History of the
use of silk:
The Chinese has used silk since the 27th
century B.C.. Silk is mentioned by Aristotle and became a valuable
commodity both in Greece and Rome. During the Roman Empire, silk was sold for
its weight in gold. The Chinese domesticated silk worms and fed them with
mulberry leaves. They unwound the silkworms' cocoons to produce long
strands of silk fiber.
Farm women in China at that period were
supposed to raise such silkworms as one of their chores. Silk was used in
China and exported along the Silk Road (the ancient trade route linking
China and the Roman Empire). This trade brought China great wealth, but the
Chinese did not give away the secret on how silk was formed.
Christian monks finally broke China’s
monopoly of the silk production by smuggling silkworm eggs out of the
country, and soon other countries started to produce their own silk.
Production of
silk:
Silkworms are cultivated and fed with
mulberry leaves. Some of these eggs are hatched by artificial means such as
an incubator, and in the olden times, the people carried it close to their
bodies so that it would remain warm.
Silkworms that feed on smaller, domestic
tree leaves produce the finer silk, while the coarser silk is produced by
silkworms that have fed on oak leaves. From the time they hatch to the time
they start to spin cocoons, they are very carefully tended to. Noise is
believed to affect the process, thus the cultivators try not to startle the
silkworms.
Their cocoons are spun from the tops of
loose straw. It will be completed in two to three days' time. The
cultivators then gather the cocoons and the chrysales are killed by heating
and drying the cocoons.
In the olden days, they were packed with
leaves and salt in a jar, and then buried in the ground, or else other
insects might bite holes in it. Modern machines and modern methods can be
used to produce silk but the old-fashioned hand-reels and looms can also
produce equally beautiful silk.
Care of your silk
garment:
It is best to dry clean your silk garment
either by individual or bulk method, in order to maintain the
characteristic of the silk.
Dry clean: Sending it to the dry cleaners may be done but
make sure that you inform the dry cleaner that your garment is made of
silk.
Hand wash:
1) Make sure you wash in cool water.
2) Use a small amount of soap or mild detergent to wash the silk.
3) After washing it, rinse in cold water.
4) Hang it or lay it flat in a shaded area to dry.
5) If pressing is needed, use an all cotton iron board cover, a low or
moderate steam setting, and press on the wrong side of the fabric while
ironing.

• [THE DATA]:
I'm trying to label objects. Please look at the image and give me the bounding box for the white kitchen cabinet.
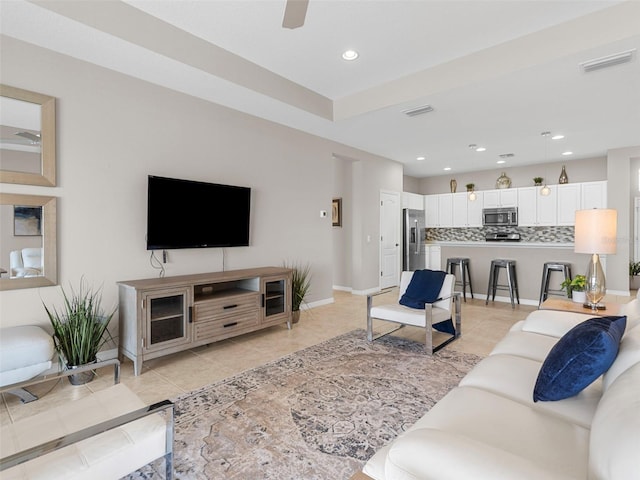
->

• [TASK GOAL]: Output the part of the silk text from "Farm women in" to "would remain warm.", word for word.

• [RESULT]:
Farm women in China at that period were
supposed to raise such silkworms as one of their chores. Silk was used in
China and exported along the Silk Road (the ancient trade route linking
China and the Roman Empire). This trade brought China great wealth, but the
Chinese did not give away the secret on how silk was formed.
Christian monks finally broke China’s
monopoly of the silk production by smuggling silkworm eggs out of the
country, and soon other countries started to produce their own silk.
Production of
silk:
Silkworms are cultivated and fed with
mulberry leaves. Some of these eggs are hatched by artificial means such as
an incubator, and in the olden times, the people carried it close to their
bodies so that it would remain warm.